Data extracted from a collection
■ ■ ■

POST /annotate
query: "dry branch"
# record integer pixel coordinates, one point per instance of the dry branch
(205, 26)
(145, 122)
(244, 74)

■ ■ ■

### Task statement
Can you rewrite the data above, replacing each "dry branch" with "dead branch" and leaving everything else as it is?

### Answer to this problem
POST /annotate
query: "dead branch"
# record integer pixel coordinates, one point per instance of the dead branch
(205, 26)
(145, 122)
(244, 74)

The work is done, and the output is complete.